* _Assigned task_:
Every entry below must appear again, exactly as written.
--- Dataset content Enclosed Below ---
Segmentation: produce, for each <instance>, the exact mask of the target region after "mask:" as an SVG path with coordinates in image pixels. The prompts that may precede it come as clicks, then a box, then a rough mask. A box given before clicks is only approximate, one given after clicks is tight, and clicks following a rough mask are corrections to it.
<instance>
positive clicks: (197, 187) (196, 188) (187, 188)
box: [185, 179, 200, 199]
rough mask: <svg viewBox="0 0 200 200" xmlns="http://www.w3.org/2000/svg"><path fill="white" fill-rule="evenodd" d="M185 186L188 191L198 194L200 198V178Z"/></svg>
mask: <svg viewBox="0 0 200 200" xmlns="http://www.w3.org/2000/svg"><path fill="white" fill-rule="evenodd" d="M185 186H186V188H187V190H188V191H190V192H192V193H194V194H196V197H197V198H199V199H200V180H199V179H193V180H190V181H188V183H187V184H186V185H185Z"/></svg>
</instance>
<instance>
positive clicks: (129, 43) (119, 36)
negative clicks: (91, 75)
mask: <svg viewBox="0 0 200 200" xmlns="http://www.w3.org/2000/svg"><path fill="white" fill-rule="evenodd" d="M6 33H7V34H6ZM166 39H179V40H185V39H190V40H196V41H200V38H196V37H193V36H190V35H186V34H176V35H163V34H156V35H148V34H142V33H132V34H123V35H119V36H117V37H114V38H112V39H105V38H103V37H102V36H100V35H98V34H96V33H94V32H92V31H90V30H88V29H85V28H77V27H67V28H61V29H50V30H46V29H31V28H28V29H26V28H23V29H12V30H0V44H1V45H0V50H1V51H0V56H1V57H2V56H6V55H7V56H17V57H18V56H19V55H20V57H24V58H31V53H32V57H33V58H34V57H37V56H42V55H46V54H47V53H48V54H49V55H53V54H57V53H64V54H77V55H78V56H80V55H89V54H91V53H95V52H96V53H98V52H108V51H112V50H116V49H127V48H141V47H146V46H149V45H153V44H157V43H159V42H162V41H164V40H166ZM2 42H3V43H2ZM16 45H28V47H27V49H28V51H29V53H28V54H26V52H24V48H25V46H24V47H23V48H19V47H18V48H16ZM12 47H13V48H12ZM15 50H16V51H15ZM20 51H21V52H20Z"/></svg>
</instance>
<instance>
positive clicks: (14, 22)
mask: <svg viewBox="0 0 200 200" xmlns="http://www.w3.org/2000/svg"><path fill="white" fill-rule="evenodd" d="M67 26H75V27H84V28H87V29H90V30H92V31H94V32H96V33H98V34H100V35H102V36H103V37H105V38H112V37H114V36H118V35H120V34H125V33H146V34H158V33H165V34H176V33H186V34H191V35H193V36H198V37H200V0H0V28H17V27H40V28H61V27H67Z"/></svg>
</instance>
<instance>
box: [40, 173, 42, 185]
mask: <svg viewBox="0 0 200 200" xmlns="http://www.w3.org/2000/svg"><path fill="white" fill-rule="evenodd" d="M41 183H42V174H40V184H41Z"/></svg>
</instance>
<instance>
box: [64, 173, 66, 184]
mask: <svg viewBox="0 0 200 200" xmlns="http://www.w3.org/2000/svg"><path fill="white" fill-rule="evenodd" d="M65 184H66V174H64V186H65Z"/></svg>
--- End of Enclosed Dataset content ---
* _Result of the task_:
Segmentation: produce, for each <instance>, the exact mask of the target region after "mask:" as an SVG path with coordinates in image pixels. The prompts that may precede it come as clicks, then a box, then a rough mask. A box given before clicks is only approximate, one given after clicks is tight, and clicks following a rough mask are corrections to it.
<instance>
positive clicks: (197, 187) (196, 188) (187, 188)
box: [185, 179, 200, 199]
rough mask: <svg viewBox="0 0 200 200" xmlns="http://www.w3.org/2000/svg"><path fill="white" fill-rule="evenodd" d="M185 186L188 191L198 194L200 198V178Z"/></svg>
mask: <svg viewBox="0 0 200 200" xmlns="http://www.w3.org/2000/svg"><path fill="white" fill-rule="evenodd" d="M185 186H186V188H187V190H188V191H190V192H192V193H194V194H196V197H197V198H199V199H200V180H199V179H193V180H190V181H188V183H187V184H186V185H185Z"/></svg>
</instance>
<instance>
positive clicks: (129, 43) (119, 36)
negative clicks: (91, 75)
mask: <svg viewBox="0 0 200 200" xmlns="http://www.w3.org/2000/svg"><path fill="white" fill-rule="evenodd" d="M6 33H7V34H6ZM166 39H179V40H185V39H190V40H196V41H200V38H196V37H193V36H190V35H186V34H176V35H163V34H156V35H148V34H142V33H132V34H123V35H119V36H117V37H114V38H112V39H105V38H103V37H102V36H100V35H98V34H96V33H94V32H92V31H90V30H88V29H85V28H77V27H67V28H61V29H50V30H46V29H31V28H28V29H26V28H23V29H12V30H0V44H1V45H0V50H1V51H0V56H1V57H2V56H6V55H7V56H17V57H18V56H19V55H20V57H24V58H31V53H32V57H33V58H34V57H37V56H42V55H46V54H47V53H48V54H49V55H53V54H57V53H64V54H77V55H78V56H80V55H89V54H91V53H95V52H96V53H98V52H108V51H112V50H116V49H127V48H141V47H146V46H149V45H153V44H157V43H159V42H162V41H164V40H166ZM2 42H3V43H2ZM16 45H28V47H27V49H28V51H29V53H28V54H26V52H24V48H25V46H24V47H23V48H19V47H18V48H16ZM12 47H13V48H12ZM15 50H16V51H15ZM20 51H21V52H20Z"/></svg>
</instance>
<instance>
positive clicks: (14, 22)
mask: <svg viewBox="0 0 200 200" xmlns="http://www.w3.org/2000/svg"><path fill="white" fill-rule="evenodd" d="M67 26H75V27H84V28H87V29H90V30H92V31H94V32H96V33H98V34H100V35H102V36H103V37H105V38H112V37H114V36H118V35H120V34H125V33H146V34H158V33H165V34H176V33H186V34H191V35H193V36H198V37H200V0H0V28H17V27H40V28H61V27H67Z"/></svg>
</instance>
<instance>
box: [40, 173, 42, 185]
mask: <svg viewBox="0 0 200 200" xmlns="http://www.w3.org/2000/svg"><path fill="white" fill-rule="evenodd" d="M41 183H42V174H40V184H41Z"/></svg>
</instance>
<instance>
box: [64, 173, 66, 184]
mask: <svg viewBox="0 0 200 200" xmlns="http://www.w3.org/2000/svg"><path fill="white" fill-rule="evenodd" d="M65 184H66V174H64V186H65Z"/></svg>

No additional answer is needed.